(DATA TO PROCESS)
────────
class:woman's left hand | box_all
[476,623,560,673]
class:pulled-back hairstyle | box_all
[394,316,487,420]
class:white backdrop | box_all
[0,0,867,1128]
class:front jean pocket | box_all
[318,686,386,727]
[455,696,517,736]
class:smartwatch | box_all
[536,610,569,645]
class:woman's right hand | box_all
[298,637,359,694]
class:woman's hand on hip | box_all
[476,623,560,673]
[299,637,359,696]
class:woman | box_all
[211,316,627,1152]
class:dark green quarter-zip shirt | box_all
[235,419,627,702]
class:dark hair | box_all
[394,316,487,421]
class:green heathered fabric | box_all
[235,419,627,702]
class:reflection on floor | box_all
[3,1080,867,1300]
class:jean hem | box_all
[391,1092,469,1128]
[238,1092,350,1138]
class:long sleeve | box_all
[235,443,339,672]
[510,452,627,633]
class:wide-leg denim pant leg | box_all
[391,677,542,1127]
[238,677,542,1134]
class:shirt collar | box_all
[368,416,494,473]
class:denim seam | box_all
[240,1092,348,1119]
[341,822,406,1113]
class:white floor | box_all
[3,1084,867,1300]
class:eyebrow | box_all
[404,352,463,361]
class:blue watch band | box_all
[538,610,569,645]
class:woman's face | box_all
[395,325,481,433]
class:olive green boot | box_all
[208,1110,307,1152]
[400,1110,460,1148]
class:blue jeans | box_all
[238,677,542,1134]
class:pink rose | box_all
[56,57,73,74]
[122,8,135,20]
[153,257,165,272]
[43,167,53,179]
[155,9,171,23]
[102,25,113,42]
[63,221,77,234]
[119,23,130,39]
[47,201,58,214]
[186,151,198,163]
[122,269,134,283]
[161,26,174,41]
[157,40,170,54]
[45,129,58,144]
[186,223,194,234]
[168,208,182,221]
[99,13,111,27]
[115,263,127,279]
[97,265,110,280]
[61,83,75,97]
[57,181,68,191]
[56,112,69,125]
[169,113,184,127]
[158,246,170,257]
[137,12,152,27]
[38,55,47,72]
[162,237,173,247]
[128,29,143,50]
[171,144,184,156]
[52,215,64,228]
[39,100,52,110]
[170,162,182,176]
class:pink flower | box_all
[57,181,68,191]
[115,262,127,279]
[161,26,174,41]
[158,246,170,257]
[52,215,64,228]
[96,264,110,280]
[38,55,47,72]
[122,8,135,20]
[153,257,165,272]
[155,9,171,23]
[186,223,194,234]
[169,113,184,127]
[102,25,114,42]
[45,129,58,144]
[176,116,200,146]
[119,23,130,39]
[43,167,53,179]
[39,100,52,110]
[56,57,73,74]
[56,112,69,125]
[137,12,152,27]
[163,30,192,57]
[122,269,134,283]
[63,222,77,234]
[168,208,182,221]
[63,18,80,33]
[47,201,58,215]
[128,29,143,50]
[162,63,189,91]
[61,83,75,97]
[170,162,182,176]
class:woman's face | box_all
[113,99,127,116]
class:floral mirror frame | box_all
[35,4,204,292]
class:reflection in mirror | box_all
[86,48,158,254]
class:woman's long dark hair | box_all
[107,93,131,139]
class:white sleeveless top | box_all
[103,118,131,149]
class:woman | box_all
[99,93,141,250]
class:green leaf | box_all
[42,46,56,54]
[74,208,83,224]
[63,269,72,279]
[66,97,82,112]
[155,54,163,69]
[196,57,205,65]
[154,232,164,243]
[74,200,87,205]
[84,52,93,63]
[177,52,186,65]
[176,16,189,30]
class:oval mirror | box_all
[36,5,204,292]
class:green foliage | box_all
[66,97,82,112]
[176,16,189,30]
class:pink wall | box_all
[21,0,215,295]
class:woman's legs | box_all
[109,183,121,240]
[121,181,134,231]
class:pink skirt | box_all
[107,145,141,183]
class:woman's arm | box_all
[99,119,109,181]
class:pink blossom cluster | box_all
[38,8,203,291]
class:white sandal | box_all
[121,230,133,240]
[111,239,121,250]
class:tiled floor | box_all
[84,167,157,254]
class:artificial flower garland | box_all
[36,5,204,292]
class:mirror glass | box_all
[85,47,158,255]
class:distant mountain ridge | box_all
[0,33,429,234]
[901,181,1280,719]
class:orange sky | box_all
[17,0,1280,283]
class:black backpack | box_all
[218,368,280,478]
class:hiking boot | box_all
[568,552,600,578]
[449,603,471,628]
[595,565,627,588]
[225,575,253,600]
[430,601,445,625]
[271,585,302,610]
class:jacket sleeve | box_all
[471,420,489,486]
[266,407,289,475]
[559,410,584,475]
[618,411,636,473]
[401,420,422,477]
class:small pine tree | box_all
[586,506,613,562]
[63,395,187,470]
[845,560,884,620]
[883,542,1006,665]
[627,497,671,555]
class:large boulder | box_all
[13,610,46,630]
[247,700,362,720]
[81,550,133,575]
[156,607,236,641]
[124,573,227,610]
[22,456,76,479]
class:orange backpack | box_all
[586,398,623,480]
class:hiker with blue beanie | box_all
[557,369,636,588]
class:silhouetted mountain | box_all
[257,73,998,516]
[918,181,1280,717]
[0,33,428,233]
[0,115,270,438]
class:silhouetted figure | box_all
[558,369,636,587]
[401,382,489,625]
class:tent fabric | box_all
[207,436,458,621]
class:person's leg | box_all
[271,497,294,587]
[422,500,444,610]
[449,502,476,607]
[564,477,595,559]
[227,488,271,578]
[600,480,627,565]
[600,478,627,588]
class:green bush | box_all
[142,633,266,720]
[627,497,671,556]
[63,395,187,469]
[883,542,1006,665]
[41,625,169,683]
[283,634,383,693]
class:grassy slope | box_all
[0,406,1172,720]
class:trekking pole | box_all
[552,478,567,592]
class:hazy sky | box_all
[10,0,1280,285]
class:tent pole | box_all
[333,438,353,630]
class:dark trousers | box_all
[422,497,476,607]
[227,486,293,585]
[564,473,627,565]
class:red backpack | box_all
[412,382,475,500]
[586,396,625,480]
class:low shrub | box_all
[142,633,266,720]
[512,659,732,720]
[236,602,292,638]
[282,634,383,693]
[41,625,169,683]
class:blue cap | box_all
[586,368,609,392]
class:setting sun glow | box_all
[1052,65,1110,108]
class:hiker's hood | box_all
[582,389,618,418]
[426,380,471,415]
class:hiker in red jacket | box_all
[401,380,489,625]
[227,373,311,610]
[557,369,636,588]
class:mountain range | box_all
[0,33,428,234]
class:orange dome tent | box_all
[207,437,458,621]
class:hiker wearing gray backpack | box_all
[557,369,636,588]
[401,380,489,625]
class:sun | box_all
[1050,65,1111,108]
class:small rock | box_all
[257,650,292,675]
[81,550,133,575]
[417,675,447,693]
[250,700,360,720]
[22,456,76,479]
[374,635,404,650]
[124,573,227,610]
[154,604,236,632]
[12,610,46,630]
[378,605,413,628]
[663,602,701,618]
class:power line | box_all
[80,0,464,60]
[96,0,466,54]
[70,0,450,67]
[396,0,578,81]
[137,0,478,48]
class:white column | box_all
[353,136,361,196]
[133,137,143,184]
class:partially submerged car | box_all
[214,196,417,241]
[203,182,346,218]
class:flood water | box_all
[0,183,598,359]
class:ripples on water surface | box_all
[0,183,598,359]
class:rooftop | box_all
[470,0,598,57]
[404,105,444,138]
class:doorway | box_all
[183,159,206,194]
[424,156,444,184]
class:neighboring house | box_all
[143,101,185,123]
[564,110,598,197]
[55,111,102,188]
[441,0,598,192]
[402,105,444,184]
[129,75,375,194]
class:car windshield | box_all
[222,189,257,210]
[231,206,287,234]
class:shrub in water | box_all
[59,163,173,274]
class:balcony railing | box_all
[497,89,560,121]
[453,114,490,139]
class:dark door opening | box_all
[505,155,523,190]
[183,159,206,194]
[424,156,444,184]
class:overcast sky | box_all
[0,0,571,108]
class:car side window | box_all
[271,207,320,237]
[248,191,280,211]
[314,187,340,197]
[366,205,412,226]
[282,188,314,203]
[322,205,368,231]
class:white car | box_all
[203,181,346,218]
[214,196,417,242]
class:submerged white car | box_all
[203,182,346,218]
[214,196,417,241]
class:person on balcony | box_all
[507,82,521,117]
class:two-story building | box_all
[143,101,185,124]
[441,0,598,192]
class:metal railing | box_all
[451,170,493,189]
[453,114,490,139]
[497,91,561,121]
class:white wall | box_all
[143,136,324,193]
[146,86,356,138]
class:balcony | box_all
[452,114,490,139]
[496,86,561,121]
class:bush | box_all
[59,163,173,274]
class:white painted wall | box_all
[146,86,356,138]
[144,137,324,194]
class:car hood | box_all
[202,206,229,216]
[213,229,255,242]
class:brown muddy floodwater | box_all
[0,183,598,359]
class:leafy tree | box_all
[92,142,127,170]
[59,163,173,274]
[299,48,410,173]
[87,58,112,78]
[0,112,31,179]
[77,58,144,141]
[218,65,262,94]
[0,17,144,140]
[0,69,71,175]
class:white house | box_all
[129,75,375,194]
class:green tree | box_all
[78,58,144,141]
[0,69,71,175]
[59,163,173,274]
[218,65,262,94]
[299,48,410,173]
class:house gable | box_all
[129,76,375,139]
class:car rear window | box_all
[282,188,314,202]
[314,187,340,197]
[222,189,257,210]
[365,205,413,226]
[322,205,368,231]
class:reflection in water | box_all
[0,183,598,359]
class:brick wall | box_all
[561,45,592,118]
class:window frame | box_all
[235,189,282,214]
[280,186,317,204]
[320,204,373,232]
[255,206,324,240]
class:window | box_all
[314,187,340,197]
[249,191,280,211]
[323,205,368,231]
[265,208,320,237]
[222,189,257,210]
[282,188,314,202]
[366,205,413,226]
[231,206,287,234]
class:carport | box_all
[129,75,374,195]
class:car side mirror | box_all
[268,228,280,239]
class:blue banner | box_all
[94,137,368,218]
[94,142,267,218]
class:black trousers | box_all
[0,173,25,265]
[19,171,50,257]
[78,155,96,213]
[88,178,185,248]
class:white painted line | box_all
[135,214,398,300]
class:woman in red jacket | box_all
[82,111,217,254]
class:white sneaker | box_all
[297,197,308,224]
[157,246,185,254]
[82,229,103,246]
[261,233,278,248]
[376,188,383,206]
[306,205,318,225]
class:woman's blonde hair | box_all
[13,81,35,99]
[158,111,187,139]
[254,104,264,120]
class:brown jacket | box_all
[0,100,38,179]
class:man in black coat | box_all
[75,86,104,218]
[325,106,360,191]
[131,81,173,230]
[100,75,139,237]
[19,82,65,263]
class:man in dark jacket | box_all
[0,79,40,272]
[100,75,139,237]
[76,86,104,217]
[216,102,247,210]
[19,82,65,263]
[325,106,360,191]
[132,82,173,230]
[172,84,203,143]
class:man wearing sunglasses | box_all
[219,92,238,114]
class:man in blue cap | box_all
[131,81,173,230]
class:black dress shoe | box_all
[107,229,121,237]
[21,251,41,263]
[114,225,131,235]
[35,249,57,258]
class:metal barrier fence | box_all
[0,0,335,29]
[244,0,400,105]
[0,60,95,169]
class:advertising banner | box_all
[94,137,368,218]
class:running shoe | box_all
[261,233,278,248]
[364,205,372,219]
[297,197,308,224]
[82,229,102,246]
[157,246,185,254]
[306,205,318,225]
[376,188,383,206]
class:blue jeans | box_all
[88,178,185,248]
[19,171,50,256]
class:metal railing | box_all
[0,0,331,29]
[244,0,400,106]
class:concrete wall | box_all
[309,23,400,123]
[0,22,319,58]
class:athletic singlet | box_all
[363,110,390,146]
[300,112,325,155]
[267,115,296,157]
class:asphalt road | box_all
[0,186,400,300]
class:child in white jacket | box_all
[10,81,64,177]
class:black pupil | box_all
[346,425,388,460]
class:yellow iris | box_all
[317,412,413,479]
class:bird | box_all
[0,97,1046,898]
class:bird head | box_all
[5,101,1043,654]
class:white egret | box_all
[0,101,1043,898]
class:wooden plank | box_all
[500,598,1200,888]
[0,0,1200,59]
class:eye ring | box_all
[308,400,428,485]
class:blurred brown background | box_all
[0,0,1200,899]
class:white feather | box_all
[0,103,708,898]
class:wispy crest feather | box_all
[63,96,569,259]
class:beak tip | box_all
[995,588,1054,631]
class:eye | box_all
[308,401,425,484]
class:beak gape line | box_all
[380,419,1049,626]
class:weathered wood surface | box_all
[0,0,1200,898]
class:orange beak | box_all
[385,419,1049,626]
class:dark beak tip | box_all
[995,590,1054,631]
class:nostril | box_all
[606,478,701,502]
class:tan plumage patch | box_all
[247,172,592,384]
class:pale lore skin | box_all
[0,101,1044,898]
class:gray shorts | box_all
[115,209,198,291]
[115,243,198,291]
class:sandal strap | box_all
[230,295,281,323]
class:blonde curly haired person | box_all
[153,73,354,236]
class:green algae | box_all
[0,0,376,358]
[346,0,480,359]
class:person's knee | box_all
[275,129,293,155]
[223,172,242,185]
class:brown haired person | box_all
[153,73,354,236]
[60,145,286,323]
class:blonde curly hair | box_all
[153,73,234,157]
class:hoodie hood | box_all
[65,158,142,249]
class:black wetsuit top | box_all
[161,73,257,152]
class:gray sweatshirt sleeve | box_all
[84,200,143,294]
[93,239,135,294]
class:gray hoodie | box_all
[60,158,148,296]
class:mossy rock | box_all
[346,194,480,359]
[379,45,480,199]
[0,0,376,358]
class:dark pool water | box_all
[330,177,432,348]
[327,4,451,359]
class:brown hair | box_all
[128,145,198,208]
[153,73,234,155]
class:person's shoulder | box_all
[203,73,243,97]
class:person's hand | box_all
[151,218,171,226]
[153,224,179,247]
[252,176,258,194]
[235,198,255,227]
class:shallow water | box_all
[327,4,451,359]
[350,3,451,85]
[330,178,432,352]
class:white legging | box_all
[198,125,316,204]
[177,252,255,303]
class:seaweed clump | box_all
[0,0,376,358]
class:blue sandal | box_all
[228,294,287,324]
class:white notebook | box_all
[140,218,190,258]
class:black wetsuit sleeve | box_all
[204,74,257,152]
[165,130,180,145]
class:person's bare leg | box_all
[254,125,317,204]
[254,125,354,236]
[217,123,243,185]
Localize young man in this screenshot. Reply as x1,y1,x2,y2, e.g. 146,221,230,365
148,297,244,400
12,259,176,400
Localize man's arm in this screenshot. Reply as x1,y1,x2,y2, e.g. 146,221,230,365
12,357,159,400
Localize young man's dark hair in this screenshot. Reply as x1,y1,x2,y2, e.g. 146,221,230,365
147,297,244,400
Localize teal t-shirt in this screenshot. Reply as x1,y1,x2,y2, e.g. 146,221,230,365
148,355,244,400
────────
(JOB) Write out again, unchanged, the lines from the one containing "Localize man's arm" through the final line above, including both.

(TASK OUTPUT)
Localize man's arm in this screenshot. Reply as x1,y1,x2,y2, e.g. 146,221,230,365
12,357,159,400
Localize young man's dark hair in this screenshot. Reply as x1,y1,x2,y2, e.g. 146,221,230,365
147,297,244,400
Localize teal t-shirt in this screenshot. Reply as x1,y1,x2,y2, e.g. 146,221,230,365
148,355,244,400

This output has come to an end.